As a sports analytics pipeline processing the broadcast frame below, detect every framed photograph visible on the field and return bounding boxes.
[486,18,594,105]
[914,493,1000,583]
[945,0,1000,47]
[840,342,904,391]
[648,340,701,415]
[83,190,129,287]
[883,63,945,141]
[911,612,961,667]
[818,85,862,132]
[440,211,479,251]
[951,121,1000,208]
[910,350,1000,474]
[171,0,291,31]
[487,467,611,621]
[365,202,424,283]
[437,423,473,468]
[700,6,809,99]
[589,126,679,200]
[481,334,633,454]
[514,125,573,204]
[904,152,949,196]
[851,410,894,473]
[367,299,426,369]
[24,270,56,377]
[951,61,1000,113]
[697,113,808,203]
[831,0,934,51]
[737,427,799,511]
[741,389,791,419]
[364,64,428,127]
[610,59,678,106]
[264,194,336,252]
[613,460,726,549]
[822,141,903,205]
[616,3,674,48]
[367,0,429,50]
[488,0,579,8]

——

**WHAT YOU ARE ASKED TO DO**
Print all records shown above, word for word.

**RESPONSE TO THE TASK**
As a sports analytics pipeline processing the broadcast frame below, detect every framed photograph visible on the field and return bounding boxes.
[486,18,594,105]
[914,493,1000,583]
[945,0,1000,47]
[840,342,904,391]
[648,340,701,415]
[83,190,129,287]
[883,63,945,141]
[911,612,961,667]
[818,85,862,132]
[440,211,479,251]
[951,121,1000,208]
[910,350,1000,474]
[171,0,291,31]
[487,467,611,621]
[365,202,424,283]
[437,423,473,468]
[700,6,809,99]
[589,126,679,200]
[481,334,633,454]
[514,125,573,204]
[904,152,949,196]
[851,410,894,473]
[367,299,426,369]
[24,270,56,377]
[951,61,1000,113]
[697,113,808,203]
[831,0,934,51]
[737,427,799,511]
[741,389,791,419]
[364,64,428,127]
[610,59,678,106]
[264,194,336,252]
[613,460,726,549]
[822,141,903,205]
[616,3,674,48]
[367,0,429,50]
[488,0,579,8]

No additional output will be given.